Please print all of the material below line for line, leaving the pictures out.

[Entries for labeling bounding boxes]
────
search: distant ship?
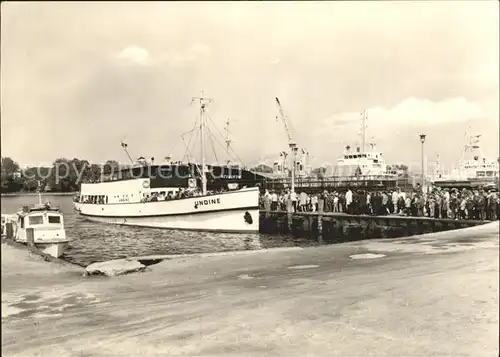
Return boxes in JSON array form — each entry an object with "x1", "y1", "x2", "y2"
[
  {"x1": 268, "y1": 107, "x2": 399, "y2": 188},
  {"x1": 74, "y1": 97, "x2": 265, "y2": 232},
  {"x1": 430, "y1": 134, "x2": 499, "y2": 188}
]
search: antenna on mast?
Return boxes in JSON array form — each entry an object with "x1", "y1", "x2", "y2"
[
  {"x1": 361, "y1": 110, "x2": 367, "y2": 152},
  {"x1": 191, "y1": 90, "x2": 213, "y2": 195},
  {"x1": 224, "y1": 118, "x2": 232, "y2": 164},
  {"x1": 121, "y1": 141, "x2": 134, "y2": 165}
]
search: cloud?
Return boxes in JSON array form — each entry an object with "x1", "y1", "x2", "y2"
[
  {"x1": 116, "y1": 46, "x2": 151, "y2": 66},
  {"x1": 323, "y1": 98, "x2": 485, "y2": 127}
]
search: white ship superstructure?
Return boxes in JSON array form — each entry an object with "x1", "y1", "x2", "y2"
[
  {"x1": 334, "y1": 111, "x2": 396, "y2": 177},
  {"x1": 74, "y1": 97, "x2": 259, "y2": 232}
]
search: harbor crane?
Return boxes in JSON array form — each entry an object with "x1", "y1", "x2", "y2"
[{"x1": 276, "y1": 97, "x2": 297, "y2": 191}]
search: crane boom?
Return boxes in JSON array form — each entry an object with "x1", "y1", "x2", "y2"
[{"x1": 276, "y1": 97, "x2": 295, "y2": 145}]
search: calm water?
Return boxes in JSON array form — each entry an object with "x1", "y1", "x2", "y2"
[{"x1": 1, "y1": 195, "x2": 318, "y2": 266}]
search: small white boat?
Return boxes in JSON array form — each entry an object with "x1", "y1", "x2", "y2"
[
  {"x1": 14, "y1": 203, "x2": 70, "y2": 258},
  {"x1": 2, "y1": 182, "x2": 70, "y2": 258}
]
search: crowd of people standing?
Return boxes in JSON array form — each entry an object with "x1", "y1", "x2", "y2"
[{"x1": 260, "y1": 188, "x2": 500, "y2": 220}]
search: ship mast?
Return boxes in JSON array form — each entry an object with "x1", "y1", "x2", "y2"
[
  {"x1": 191, "y1": 91, "x2": 212, "y2": 195},
  {"x1": 361, "y1": 110, "x2": 367, "y2": 152},
  {"x1": 224, "y1": 118, "x2": 231, "y2": 165}
]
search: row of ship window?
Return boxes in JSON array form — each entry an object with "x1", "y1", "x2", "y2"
[
  {"x1": 80, "y1": 191, "x2": 179, "y2": 204},
  {"x1": 19, "y1": 215, "x2": 61, "y2": 228}
]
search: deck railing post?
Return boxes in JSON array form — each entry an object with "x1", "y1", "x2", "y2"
[
  {"x1": 5, "y1": 222, "x2": 14, "y2": 239},
  {"x1": 26, "y1": 228, "x2": 35, "y2": 249}
]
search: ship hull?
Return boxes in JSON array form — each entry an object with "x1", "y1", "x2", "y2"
[{"x1": 75, "y1": 189, "x2": 259, "y2": 233}]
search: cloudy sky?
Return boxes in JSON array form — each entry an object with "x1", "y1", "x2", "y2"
[{"x1": 1, "y1": 1, "x2": 499, "y2": 170}]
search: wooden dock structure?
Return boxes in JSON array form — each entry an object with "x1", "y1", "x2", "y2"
[{"x1": 260, "y1": 207, "x2": 488, "y2": 242}]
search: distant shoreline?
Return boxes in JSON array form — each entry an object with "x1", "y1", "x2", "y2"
[{"x1": 0, "y1": 192, "x2": 77, "y2": 197}]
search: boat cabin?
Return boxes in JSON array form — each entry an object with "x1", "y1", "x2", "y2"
[
  {"x1": 337, "y1": 149, "x2": 387, "y2": 176},
  {"x1": 15, "y1": 205, "x2": 66, "y2": 243}
]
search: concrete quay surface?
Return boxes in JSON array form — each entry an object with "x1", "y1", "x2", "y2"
[{"x1": 2, "y1": 222, "x2": 499, "y2": 357}]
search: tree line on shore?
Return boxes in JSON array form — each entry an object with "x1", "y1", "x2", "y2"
[{"x1": 0, "y1": 156, "x2": 120, "y2": 193}]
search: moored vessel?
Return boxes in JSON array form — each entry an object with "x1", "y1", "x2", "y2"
[
  {"x1": 2, "y1": 191, "x2": 71, "y2": 258},
  {"x1": 429, "y1": 134, "x2": 500, "y2": 188}
]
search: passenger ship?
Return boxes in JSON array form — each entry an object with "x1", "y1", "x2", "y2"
[{"x1": 74, "y1": 97, "x2": 263, "y2": 233}]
────
### In response
search: distant ship?
Return boxes in JSON array form — each entry an object with "x1", "y1", "x2", "y2"
[
  {"x1": 268, "y1": 107, "x2": 399, "y2": 188},
  {"x1": 74, "y1": 97, "x2": 265, "y2": 232},
  {"x1": 430, "y1": 134, "x2": 499, "y2": 188}
]
search: antenna on mast?
Return boxes in JSON array form — each entry an object with "x1", "y1", "x2", "y2"
[
  {"x1": 361, "y1": 110, "x2": 367, "y2": 152},
  {"x1": 191, "y1": 90, "x2": 213, "y2": 195},
  {"x1": 224, "y1": 118, "x2": 232, "y2": 164},
  {"x1": 121, "y1": 141, "x2": 134, "y2": 165}
]
search: cloud?
Return boxes in JSON array form — each entry an object with "x1", "y1", "x2", "y2"
[
  {"x1": 116, "y1": 46, "x2": 151, "y2": 66},
  {"x1": 323, "y1": 98, "x2": 485, "y2": 127}
]
search: white ship superstructure?
Return boxes in JSON array form — each entry an object with "x1", "y1", "x2", "y2"
[
  {"x1": 334, "y1": 111, "x2": 396, "y2": 177},
  {"x1": 74, "y1": 97, "x2": 259, "y2": 232}
]
search: harbor crane?
Return boxes in JSON array form — each entry an object with "x1", "y1", "x2", "y2"
[{"x1": 276, "y1": 97, "x2": 297, "y2": 191}]
search: crane boom?
Return boxes in JSON array form — each entry an object with "x1", "y1", "x2", "y2"
[{"x1": 276, "y1": 97, "x2": 295, "y2": 145}]
search: calm water?
Return boxes in JSON array form — each entry an object with "x1", "y1", "x2", "y2"
[{"x1": 1, "y1": 195, "x2": 318, "y2": 266}]
search: small white boat?
Return boxes in JSON array form — each entry an object with "x1", "y1", "x2", "y2"
[
  {"x1": 14, "y1": 203, "x2": 70, "y2": 258},
  {"x1": 2, "y1": 182, "x2": 70, "y2": 258}
]
search: crowd of people standing?
Return boxes in JSON array form — each entry an object with "x1", "y1", "x2", "y2"
[{"x1": 260, "y1": 188, "x2": 500, "y2": 220}]
search: ship mast?
Return boxes in JSON array form — each entry an object with "x1", "y1", "x2", "y2"
[
  {"x1": 191, "y1": 91, "x2": 212, "y2": 195},
  {"x1": 361, "y1": 110, "x2": 367, "y2": 152},
  {"x1": 224, "y1": 118, "x2": 231, "y2": 165}
]
search: row of ship window?
Return boxes in JSON array form — each entry an object with "x1", "y1", "x2", "y2"
[
  {"x1": 80, "y1": 191, "x2": 179, "y2": 204},
  {"x1": 19, "y1": 215, "x2": 61, "y2": 228}
]
search: deck railing post?
Return boxes in JSON array form — each entry an object with "x1", "y1", "x2", "y2"
[
  {"x1": 5, "y1": 222, "x2": 14, "y2": 239},
  {"x1": 26, "y1": 228, "x2": 35, "y2": 249}
]
search: ship hull?
Return boxes in JSON array form — each entry an object with "x1", "y1", "x2", "y2"
[{"x1": 75, "y1": 189, "x2": 259, "y2": 233}]
search: cloudy sky?
Return boxes in JSON array form — each entry an object with "x1", "y1", "x2", "y2"
[{"x1": 1, "y1": 1, "x2": 499, "y2": 170}]
search: wooden dock structure?
Return boxes in JSON array form — each entry an object with "x1", "y1", "x2", "y2"
[{"x1": 260, "y1": 207, "x2": 488, "y2": 242}]
search: distant shoreline?
Return boxes in JSON array form — each entry an object with "x1", "y1", "x2", "y2"
[{"x1": 0, "y1": 192, "x2": 77, "y2": 197}]
search: boat cabin?
Return boxes in JSON array form — each entry an object with "x1", "y1", "x2", "y2"
[
  {"x1": 337, "y1": 149, "x2": 387, "y2": 176},
  {"x1": 15, "y1": 205, "x2": 66, "y2": 243}
]
search: concrete quay surface?
Return boxes in JSON array form — each entry an object with "x1", "y1", "x2", "y2"
[{"x1": 2, "y1": 222, "x2": 499, "y2": 357}]
search: tree line on shore?
Return boxes in JSON array form — each entry an object with "x1", "y1", "x2", "y2"
[{"x1": 0, "y1": 156, "x2": 120, "y2": 193}]
search: moored vessel?
Return boxes in JSON array form — each entry an object with "x1", "y1", "x2", "y2"
[
  {"x1": 2, "y1": 191, "x2": 71, "y2": 258},
  {"x1": 429, "y1": 134, "x2": 500, "y2": 188}
]
search: passenger ship?
Return boxes in JSON array form — each entry an object with "x1", "y1", "x2", "y2"
[{"x1": 74, "y1": 97, "x2": 263, "y2": 233}]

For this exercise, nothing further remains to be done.